Descrição do problema:
Reproduza integralmente o trecho sobre a trajetória de Bergoglio, sem nenhuma alteração.

Trecho da página:
O low profile de Bergoglio no período ditatorial merece uma elucidação. Jorge Mario Bergoglio, filho de um casal de imigrantes italianos, nasceu e foi criado no bairro de Flores, Buenos Aires. Fez graduação e mestrado em química na Universidade de Buenos Aires. Durante a sua adolescência, teve uma namorada, Amalia. Ingressou no noviciado da Companhia de Jesus em março de 1958, e o completou em Santiago, capital do Chile.

 

Graduou-se em Filosofia em 1960, na Universidade Católica de Buenos Aires. Entre os anos 1964 e 1966, ensinou Literatura e Psicologia, no Colégio Imaculada Concepção, na Província de Santa Fé, e na Universidade do Salvador, em Buenos Aires (um centro histórico – e privado – da reação política). Graduou-se em teologia em 1969, e recebeu a ordenação presbiteral em dezembro desse ano. “1969” é mais do que significativo, pois foi o ano do início das insurreições populares contra a ditadura militar de Onganía, começadas em Córdoba (“cordobazo”).

 

Por esses anos, o já destacado jesuíta, hoje papa, andou vinculado a Guardia de Hierro, grupo peronista que, no quadro da efervescência social reinante, se opunha à esquerda peronista (Montoneros, Juventude Peronista e outros), que propunha a luta armada, e também às tendências cristãs (Cristianismo y Revolución, ou o Movimento de Sacerdotes pelo Terceiro Mundo, cujo principal representante, o padre Mugica, foi assassinado pela direita peronista, a já mencionada Triple A, financiada por Licio Gelli e a Loja P2), que convergiam com aquela. Tendências que percorriam a Igreja na América Latina seguindo o exemplo do padre-guerrilheiro Camilo Torres (com destaque para a “Teologia da Libertação”, nascida no Peru e desenvolvida no Brasil). As convicções políticas do futuro papa se alicerçaram nessa experiência de combate laico e religioso contra a esquerda.

Dados extraídos:
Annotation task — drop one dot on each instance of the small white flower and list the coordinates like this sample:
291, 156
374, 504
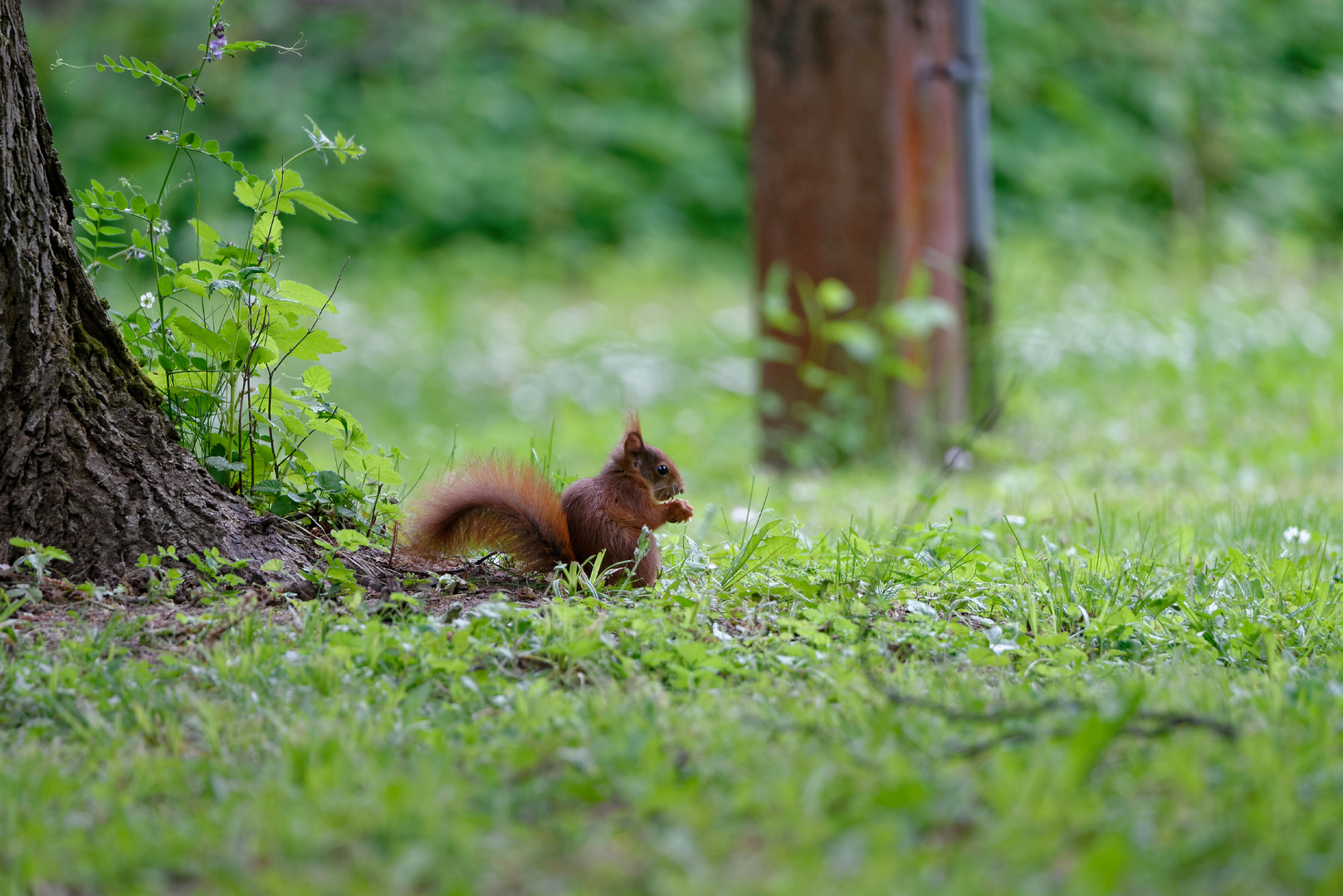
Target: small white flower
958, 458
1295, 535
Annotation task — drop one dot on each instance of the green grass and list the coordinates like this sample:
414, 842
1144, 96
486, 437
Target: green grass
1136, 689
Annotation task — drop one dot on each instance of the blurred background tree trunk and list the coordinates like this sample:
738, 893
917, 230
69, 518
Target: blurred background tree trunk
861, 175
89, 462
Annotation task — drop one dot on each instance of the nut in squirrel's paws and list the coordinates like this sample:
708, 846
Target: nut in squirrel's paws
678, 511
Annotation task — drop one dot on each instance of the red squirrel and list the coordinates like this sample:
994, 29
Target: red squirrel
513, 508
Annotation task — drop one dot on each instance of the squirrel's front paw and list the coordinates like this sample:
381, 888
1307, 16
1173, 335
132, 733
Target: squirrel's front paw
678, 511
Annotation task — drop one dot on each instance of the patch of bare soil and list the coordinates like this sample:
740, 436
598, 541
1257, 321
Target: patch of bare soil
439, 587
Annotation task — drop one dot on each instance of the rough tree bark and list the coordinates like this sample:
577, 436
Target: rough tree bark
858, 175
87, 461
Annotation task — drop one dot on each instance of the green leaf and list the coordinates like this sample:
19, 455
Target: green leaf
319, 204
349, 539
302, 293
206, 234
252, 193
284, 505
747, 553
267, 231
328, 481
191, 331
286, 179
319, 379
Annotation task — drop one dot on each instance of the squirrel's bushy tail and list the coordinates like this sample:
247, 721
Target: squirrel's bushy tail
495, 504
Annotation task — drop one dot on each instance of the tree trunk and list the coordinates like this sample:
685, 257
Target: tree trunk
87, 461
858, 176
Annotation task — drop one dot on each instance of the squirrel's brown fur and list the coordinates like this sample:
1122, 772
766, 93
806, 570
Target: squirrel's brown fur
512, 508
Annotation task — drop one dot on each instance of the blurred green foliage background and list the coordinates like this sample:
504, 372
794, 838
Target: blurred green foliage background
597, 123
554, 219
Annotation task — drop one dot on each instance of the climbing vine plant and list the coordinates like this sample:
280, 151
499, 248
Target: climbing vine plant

Resolução:
O low profile de Bergoglio no período ditatorial merece uma elucidação. Jorge Mario Bergoglio, filho de um casal de imigrantes italianos, nasceu e foi criado no bairro de Flores, Buenos Aires. Fez graduação e mestrado em química na Universidade de Buenos Aires. Durante a sua adolescência, teve uma namorada, Amalia. Ingressou no noviciado da Companhia de Jesus em março de 1958, e o completou em Santiago, capital do Chile.

 

Graduou-se em Filosofia em 1960, na Universidade Católica de Buenos Aires. Entre os anos 1964 e 1966, ensinou Literatura e Psicologia, no Colégio Imaculada Concepção, na Província de Santa Fé, e na Universidade do Salvador, em Buenos Aires (um centro histórico – e privado – da reação política). Graduou-se em teologia em 1969, e recebeu a ordenação presbiteral em dezembro desse ano. “1969” é mais do que significativo, pois foi o ano do início das insurreições populares contra a ditadura militar de Onganía, começadas em Córdoba (“cordobazo”).

 

Por esses anos, o já destacado jesuíta, hoje papa, andou vinculado a Guardia de Hierro, grupo peronista que, no quadro da efervescência social reinante, se opunha à esquerda peronista (Montoneros, Juventude Peronista e outros), que propunha a luta armada, e também às tendências cristãs (Cristianismo y Revolución, ou o Movimento de Sacerdotes pelo Terceiro Mundo, cujo principal representante, o padre Mugica, foi assassinado pela direita peronista, a já mencionada Triple A, financiada por Licio Gelli e a Loja P2), que convergiam com aquela. Tendências que percorriam a Igreja na América Latina seguindo o exemplo do padre-guerrilheiro Camilo Torres (com destaque para a “Teologia da Libertação”, nascida no Peru e desenvolvida no Brasil). As convicções políticas do futuro papa se alicerçaram nessa experiência de combate laico e religioso contra a esquerda.